_WHAT THIS TASK INVOLVES:_ Write out, character for character, the portion of the entries below that begins with the line containing "Can you spot the green foliage" and ends with the line containing "[[193, 31]]", with both of those lines included.

_GIVEN DATA:_
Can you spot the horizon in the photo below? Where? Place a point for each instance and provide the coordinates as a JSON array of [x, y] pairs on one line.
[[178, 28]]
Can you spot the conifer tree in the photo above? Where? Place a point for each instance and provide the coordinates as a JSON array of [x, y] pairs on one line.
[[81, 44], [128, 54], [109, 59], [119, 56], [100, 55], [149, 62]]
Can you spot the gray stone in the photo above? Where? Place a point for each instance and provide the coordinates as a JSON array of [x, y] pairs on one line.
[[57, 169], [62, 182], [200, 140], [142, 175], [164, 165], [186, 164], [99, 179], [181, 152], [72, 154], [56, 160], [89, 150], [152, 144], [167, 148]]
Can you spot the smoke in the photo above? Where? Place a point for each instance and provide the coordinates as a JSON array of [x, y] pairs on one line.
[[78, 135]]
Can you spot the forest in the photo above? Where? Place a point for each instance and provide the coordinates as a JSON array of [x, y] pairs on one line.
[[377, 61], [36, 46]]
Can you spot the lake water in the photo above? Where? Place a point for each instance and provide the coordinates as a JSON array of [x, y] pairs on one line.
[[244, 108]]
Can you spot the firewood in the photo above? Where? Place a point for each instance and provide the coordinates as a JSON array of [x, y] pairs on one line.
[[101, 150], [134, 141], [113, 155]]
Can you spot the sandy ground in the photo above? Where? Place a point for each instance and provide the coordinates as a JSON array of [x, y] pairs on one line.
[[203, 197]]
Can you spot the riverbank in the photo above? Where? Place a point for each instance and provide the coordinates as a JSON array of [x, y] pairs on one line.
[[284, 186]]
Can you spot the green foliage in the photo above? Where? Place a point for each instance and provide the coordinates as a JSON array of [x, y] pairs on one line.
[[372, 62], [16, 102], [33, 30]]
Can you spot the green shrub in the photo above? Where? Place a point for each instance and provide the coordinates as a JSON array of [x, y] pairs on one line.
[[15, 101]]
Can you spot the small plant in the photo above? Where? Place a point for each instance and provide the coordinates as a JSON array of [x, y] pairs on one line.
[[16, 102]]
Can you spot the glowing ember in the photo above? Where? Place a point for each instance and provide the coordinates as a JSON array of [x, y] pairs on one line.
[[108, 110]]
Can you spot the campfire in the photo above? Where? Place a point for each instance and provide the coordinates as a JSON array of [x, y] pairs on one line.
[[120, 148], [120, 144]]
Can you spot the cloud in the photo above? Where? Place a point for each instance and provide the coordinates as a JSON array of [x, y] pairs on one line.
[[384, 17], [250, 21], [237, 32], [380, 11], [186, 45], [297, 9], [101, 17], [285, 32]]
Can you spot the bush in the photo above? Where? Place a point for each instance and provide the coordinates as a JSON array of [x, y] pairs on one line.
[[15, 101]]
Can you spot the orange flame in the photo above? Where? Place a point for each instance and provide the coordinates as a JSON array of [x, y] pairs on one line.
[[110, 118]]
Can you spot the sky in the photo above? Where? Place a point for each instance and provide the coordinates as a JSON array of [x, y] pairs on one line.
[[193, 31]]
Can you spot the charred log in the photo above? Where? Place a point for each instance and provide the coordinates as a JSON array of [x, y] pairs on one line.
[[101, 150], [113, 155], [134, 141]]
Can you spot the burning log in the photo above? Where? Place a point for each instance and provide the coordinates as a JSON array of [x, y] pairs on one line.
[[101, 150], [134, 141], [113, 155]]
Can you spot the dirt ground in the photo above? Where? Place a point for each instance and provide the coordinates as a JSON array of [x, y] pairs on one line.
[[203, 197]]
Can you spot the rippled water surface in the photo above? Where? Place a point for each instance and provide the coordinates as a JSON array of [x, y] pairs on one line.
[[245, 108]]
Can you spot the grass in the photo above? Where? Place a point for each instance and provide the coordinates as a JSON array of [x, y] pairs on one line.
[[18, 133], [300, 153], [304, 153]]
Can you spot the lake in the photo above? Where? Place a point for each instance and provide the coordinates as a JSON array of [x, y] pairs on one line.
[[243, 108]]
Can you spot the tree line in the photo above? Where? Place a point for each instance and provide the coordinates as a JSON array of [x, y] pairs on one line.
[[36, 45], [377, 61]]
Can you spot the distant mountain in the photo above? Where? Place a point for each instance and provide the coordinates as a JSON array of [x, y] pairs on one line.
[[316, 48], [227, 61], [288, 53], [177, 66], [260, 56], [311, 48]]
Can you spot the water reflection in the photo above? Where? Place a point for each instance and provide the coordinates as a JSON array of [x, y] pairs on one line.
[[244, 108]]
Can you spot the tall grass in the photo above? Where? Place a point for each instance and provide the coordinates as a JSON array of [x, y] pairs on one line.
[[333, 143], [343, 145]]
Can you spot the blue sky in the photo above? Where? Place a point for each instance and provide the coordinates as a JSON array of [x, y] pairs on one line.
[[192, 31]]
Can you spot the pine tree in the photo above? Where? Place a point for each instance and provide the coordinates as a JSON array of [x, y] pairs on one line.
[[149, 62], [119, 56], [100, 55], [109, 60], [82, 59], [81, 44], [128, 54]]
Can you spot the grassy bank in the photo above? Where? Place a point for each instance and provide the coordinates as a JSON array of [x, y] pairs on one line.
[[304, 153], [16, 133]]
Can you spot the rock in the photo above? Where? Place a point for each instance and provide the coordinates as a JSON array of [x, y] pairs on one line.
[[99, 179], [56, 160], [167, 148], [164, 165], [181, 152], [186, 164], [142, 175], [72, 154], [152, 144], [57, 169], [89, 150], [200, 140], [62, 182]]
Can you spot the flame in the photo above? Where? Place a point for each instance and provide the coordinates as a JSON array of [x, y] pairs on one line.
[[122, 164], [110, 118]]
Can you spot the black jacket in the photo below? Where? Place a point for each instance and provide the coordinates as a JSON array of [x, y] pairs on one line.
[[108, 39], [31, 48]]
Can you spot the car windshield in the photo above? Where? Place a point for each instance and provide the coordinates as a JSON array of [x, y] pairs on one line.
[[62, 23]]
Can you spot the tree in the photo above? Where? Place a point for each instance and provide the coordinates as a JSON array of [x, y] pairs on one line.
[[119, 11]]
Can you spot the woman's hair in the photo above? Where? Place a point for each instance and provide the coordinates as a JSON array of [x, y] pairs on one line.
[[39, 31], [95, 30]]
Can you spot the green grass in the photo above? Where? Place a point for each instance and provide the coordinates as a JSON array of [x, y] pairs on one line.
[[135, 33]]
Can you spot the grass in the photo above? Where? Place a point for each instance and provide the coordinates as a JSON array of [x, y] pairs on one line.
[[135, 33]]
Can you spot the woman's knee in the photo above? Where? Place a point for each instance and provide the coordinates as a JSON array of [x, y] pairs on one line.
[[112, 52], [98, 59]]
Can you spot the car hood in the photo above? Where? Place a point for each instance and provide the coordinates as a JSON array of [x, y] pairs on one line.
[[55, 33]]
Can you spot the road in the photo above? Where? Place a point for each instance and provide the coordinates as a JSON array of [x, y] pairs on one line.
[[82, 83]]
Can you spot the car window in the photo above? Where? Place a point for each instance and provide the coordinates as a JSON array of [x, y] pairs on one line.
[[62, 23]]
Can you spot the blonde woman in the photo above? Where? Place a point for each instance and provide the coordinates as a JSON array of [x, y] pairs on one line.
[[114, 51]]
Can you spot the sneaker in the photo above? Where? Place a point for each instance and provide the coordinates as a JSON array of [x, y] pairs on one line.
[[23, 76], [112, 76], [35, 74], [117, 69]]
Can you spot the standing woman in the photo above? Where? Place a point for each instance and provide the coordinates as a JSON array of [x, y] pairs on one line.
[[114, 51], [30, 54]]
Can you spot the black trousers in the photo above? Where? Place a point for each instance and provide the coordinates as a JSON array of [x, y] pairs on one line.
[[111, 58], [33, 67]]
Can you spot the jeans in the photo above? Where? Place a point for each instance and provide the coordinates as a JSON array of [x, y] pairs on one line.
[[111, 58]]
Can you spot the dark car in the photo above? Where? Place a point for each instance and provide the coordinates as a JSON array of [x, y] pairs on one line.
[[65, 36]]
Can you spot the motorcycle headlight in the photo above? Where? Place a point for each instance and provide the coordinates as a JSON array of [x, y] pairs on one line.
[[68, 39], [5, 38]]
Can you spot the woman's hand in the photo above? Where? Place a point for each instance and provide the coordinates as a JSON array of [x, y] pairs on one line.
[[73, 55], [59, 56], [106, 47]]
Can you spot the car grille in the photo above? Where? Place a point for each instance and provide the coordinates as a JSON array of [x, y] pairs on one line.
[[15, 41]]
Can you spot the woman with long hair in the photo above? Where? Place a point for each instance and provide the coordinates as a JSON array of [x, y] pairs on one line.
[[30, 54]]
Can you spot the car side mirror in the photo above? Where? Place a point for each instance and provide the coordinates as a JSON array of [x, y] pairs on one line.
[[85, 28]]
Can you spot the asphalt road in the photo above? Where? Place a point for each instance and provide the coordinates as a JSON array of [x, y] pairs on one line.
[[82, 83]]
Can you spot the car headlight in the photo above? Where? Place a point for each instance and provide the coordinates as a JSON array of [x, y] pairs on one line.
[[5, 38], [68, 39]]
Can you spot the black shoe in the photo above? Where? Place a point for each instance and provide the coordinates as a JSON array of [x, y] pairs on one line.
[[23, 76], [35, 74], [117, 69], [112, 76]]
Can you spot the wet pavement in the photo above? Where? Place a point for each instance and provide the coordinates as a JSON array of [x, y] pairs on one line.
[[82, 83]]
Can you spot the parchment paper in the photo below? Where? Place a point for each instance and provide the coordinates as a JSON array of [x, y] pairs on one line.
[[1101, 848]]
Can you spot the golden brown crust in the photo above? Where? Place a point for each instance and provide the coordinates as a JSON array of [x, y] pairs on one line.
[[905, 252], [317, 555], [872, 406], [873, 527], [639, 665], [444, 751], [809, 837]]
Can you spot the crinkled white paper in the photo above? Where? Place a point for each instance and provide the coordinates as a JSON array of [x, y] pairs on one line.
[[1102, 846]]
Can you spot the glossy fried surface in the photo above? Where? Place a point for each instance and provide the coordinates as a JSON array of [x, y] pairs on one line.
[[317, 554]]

_SOLUTION TO THE EXERCISE:_
Can you spot the green foliage in the photo above? Where? Place a point for each instance and provide the coordinates as a JSON array of [x, y] pairs on one line.
[[372, 62], [16, 102], [33, 30]]
Can you spot the green shrub in the photo above? Where? Place a point for each instance and provide the coordinates as a JSON array of [x, y] pairs on one line.
[[15, 101]]
Can you spot the small plant in the photo above? Where? Place a point for each instance and provide the coordinates as a JSON array of [x, y] pairs on one line.
[[16, 102]]
Can you spot the glowing ember in the photo above? Where? Place a point for each instance and provide the coordinates as a JSON array of [x, y] pairs on one line.
[[108, 110]]
Can you spot the campfire in the photo above? Where? Place a point for each instance and provide the coordinates as a JSON array of [x, y] pairs on one line.
[[120, 148], [120, 144]]
Can you spot the cloud in the photo above? Where? Place a point for each instance and provide the coordinates as a JSON array of [x, y] pairs on one line.
[[384, 17], [250, 21], [237, 32], [380, 11], [186, 45], [297, 9], [101, 17], [285, 32]]
Can you spot the bush in the photo above? Where? Place a point for each instance and provide the coordinates as a JSON array of [x, y] pairs on one line.
[[15, 101]]
Can you spot the orange flame in the photo above? Where? Place a point for each instance and provide the coordinates as a JSON array of [x, y] pairs on one line.
[[110, 118]]
Can you spot the sky in the photo above? Where? Place a point for each instance and provide the coordinates as a JSON array of [x, y] pairs on one line.
[[193, 31]]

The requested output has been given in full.